STATED EXERCISE 1:
Answer these questions using the passage about the trebuchet:
(a) What did the writer's son Jeremy give the writer?
(b) How far could Ray's trebuchet hurl a walnut?
(c) What grade was Andrew in when his class studied the medieval period?

I doubt that Andrew remembers that conversation. I know that I don’t remember much from when I was five years old.

But this past week, while I was on vacation, I was reminded of all that Dad fixed and built. Times I watched him work on a project, and times I worked along side of him to fix something or build something. I thought of him while I was trying to fix a leakage problem in the basement (“Well, Dad, how far down should I dig outside – three feet deep enough? How should I remove this paneling without ruining everything?”); while I was making some improvements in the electrical system (“Heck, Dad, these outlet boxes aren’t even attached to anything! And how come the bx cable doesn’t go all the way up to the box? And how do I rewire this ceiling fixture if all the old wire is brittle?”); while I was cleaning out the sump pump basin. (“Gosh, Dad, I guess there’s nothing quite like the experience of lying on your stomach and pouring filthy gobs of slop water all over yourself!”)

But I really started thinking about Andrew’s Grandpa Vrtis when my son Jeremy gave me a working model trebuchet that my youngest brother Ray had once used in a science fair project on “Physics and Medieval Siege Machines – Catapults (torsion), Onagers (tension) and Trebuchets (gravity)”. It had been at Dad’s house long after Ray left home, and Ray had left it in Jeremy’s care after my Dad had died and the house was sold. Jeremy gave it to me to pass on to Andrew, whose sixth grade Social Studies class was studying the medieval period, and his class was doing a similar project on medieval war machines.

Ray’s trebuchet stands about three feet tall, and has a cross-shaped base, with two tall supports which cradle a long tapered arm that swivels on an axle between the supports. The lower end of the arm has a large wooden crate which holds heavy rocks (on Ray’s model, this basket too swivels, and holds steel ball bearings instead of rocks). The other end of the arm is much longer, and tapers to a point, and ends in a large sling (as in the Biblical rock-throwing sling of David). In actual operation of a real trebuchet, the long tapered end of a trebuchet’s arm is drawn down to the base by ropes and pulleys, and the sling is loaded with a rock (or a walnut, in Ray’s model). This means that the heavy rock-filled crate is lifted high in the air. After the sling is loaded, the rope holding the pointed end down is cut, and the heavy crate drops (gravity), the long pointed end quickly rises, and the sling is “shot”. A real trebuchet can toss a half-ton rock over a half-mile. (I remember a scene from the TV show “Northern Exposure” in which for some reason, a trebuchet is used to toss a piano into a lake. Why, I don’t know, but it looked cool.) In actual operation, Ray’s trebuchet could hurl a walnut a respectable 40 feet.

And as I repaired the damage that decades of neglect had done to Ray’s trebuchet, I realized, “There’s no way that Ray could have made this. Maybe he stained it. Maybe he even helped glue some it together. Maybe he even cut some of the pieces.

“But Dad made this.”

And when I gave the trebuchet to Andrew (too late for his project) I told him that Grandpa made this too.

And he was impressed.

Dad built a little bit of all of us. Added something to our lives. Left us a little better then when we started. Gave us something we wouldn’t have had if he weren’t a builder himself – a person who takes ideas and raw materials and combines them to create something better.

And he left us a pretty darn good model on which we can base our own efforts to build.

STATED EXERCISE 2:
From the listing below, extract the lines starting with the line that contains "point: reflection in" and going on through the end of the listing, copying them without any change. Leave the pictures out of your answer.

RECORDS FOR THE TASK:
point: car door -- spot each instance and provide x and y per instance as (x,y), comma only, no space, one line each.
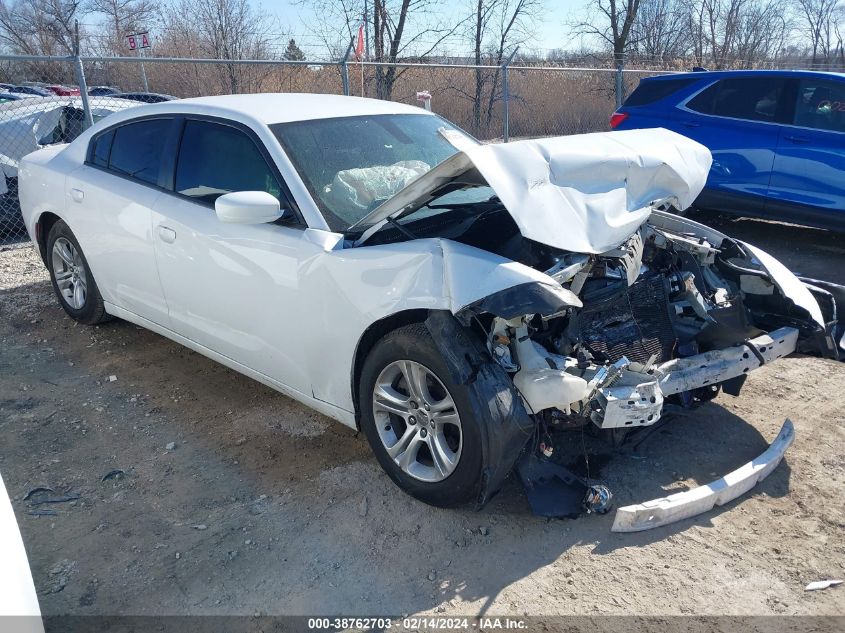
(737,119)
(808,176)
(233,288)
(110,201)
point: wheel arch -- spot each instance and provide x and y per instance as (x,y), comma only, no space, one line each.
(372,335)
(43,225)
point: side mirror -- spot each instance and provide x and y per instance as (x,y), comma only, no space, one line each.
(247,207)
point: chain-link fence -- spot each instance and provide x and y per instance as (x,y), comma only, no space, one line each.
(50,100)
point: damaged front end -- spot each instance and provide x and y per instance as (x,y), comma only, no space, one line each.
(607,311)
(675,314)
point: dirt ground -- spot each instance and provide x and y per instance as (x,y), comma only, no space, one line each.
(237,500)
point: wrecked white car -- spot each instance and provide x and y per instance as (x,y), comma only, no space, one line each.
(454,301)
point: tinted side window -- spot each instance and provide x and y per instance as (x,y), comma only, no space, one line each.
(137,148)
(215,159)
(704,100)
(101,149)
(650,91)
(821,105)
(750,98)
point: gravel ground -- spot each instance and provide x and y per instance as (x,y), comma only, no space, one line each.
(236,500)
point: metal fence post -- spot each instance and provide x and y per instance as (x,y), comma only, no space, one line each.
(344,68)
(620,84)
(80,78)
(506,97)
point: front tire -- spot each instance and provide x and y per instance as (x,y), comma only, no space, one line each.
(418,421)
(72,279)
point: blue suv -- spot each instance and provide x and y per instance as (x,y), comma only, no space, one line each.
(777,138)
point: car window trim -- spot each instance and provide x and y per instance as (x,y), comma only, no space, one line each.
(817,130)
(684,107)
(158,185)
(298,222)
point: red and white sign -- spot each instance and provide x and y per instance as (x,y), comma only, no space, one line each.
(359,44)
(138,40)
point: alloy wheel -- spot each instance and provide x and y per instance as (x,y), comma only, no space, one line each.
(417,421)
(69,273)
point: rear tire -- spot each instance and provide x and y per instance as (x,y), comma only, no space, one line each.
(424,436)
(72,279)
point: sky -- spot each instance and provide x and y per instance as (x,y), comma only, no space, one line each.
(551,30)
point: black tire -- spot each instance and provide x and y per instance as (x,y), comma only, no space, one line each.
(413,343)
(92,311)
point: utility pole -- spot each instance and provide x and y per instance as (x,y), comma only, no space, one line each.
(366,29)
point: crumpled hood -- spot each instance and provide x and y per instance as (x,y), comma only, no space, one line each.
(585,193)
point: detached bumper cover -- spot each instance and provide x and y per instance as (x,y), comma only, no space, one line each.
(683,505)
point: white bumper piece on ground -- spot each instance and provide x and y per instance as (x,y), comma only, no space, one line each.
(683,505)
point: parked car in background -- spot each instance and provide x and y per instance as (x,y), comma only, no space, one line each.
(777,138)
(448,298)
(103,91)
(145,97)
(64,91)
(36,91)
(31,123)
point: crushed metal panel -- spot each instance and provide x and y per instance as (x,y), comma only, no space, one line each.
(714,367)
(683,505)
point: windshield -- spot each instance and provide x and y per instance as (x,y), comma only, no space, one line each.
(353,164)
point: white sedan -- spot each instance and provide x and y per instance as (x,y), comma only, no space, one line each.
(455,301)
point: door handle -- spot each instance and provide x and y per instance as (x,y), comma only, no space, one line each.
(797,139)
(166,234)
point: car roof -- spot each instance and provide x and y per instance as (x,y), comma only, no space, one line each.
(722,74)
(270,108)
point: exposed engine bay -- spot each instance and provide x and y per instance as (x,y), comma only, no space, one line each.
(635,311)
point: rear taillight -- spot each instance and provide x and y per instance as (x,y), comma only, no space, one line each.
(616,118)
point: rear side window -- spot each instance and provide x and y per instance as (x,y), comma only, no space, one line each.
(821,105)
(748,98)
(101,149)
(651,91)
(137,149)
(215,159)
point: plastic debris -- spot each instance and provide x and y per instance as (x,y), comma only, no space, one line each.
(62,499)
(822,584)
(36,491)
(598,499)
(117,473)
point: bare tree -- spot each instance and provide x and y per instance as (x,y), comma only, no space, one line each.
(819,18)
(498,27)
(39,27)
(611,21)
(660,31)
(124,17)
(401,30)
(736,33)
(228,30)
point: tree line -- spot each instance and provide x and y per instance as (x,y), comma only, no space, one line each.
(670,33)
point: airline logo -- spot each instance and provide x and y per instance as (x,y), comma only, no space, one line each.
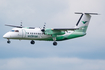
(84,22)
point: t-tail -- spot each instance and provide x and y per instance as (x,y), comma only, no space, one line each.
(83,21)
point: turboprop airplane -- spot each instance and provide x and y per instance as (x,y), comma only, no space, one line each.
(50,34)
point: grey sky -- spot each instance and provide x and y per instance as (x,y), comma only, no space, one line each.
(86,53)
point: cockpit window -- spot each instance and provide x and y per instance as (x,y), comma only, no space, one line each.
(14,30)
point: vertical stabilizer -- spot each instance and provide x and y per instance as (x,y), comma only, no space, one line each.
(83,21)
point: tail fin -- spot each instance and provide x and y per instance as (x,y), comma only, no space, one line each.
(83,21)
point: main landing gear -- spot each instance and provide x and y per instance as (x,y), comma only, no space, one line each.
(54,43)
(8,41)
(32,42)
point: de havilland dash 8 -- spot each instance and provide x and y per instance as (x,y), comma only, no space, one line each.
(50,34)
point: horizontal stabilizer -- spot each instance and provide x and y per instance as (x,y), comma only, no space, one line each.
(86,13)
(14,26)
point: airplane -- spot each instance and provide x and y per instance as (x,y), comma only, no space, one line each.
(50,34)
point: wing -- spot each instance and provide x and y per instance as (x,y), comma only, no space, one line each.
(64,29)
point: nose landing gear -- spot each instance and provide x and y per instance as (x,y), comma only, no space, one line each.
(54,43)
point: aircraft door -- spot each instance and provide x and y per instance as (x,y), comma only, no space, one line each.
(23,33)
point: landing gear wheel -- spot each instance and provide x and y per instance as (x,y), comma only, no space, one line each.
(54,43)
(8,42)
(32,42)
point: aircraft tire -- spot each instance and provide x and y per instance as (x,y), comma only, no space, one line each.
(8,42)
(54,43)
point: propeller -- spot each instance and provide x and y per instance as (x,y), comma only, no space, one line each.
(43,30)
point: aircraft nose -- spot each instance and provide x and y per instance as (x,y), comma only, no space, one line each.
(6,35)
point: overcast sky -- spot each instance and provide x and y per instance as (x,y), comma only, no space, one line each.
(85,53)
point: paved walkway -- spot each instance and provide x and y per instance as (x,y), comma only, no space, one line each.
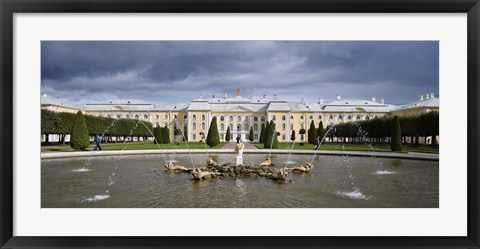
(248,146)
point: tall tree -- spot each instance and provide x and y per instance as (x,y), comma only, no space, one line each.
(166,135)
(251,136)
(79,136)
(320,130)
(262,134)
(213,138)
(312,133)
(396,135)
(228,135)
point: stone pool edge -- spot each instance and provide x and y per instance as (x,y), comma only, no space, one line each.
(416,156)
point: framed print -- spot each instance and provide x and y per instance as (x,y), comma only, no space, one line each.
(239,124)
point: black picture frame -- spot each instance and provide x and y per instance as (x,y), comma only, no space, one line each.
(10,7)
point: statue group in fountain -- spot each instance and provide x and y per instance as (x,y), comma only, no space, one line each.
(239,169)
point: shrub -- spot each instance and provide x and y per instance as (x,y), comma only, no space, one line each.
(312,133)
(396,136)
(213,138)
(165,135)
(228,136)
(79,135)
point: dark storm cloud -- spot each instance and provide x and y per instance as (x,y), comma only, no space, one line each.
(182,70)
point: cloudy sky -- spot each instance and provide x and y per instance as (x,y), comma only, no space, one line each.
(177,71)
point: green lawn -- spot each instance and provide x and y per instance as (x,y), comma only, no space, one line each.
(352,147)
(134,146)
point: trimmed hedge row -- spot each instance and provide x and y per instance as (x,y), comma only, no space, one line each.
(380,129)
(61,123)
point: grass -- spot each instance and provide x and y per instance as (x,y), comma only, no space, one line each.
(284,146)
(354,147)
(134,146)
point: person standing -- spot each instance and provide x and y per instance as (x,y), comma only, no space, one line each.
(97,140)
(317,143)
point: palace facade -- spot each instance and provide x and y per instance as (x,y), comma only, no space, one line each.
(240,113)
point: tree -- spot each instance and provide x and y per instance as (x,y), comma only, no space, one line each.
(270,136)
(213,138)
(262,134)
(228,135)
(165,135)
(396,136)
(321,131)
(158,135)
(251,136)
(302,133)
(79,135)
(312,133)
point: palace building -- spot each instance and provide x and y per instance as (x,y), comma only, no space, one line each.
(240,113)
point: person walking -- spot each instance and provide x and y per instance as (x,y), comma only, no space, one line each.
(97,140)
(317,143)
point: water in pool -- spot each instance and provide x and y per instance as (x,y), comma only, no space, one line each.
(334,182)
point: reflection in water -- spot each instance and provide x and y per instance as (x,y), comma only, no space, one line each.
(141,182)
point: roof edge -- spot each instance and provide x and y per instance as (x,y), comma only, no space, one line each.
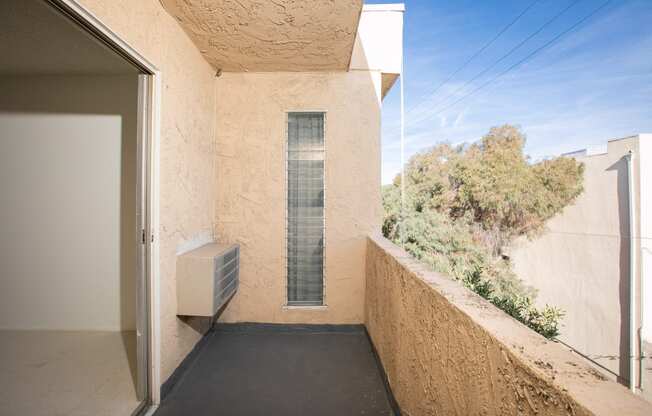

PROBLEM SOLUTION 1:
(a) A working model trebuchet.
(b) 40 feet.
(c) Sixth grade.

PROBLEM SOLUTION 2:
point: reflection in water -- spot each instance and provide x and y per instance as (x,y), comma only, no space, one line each.
(141,182)
point: roof edge -- spot each instance and provide x and y per instance as (x,y), comma only, no space, one line each.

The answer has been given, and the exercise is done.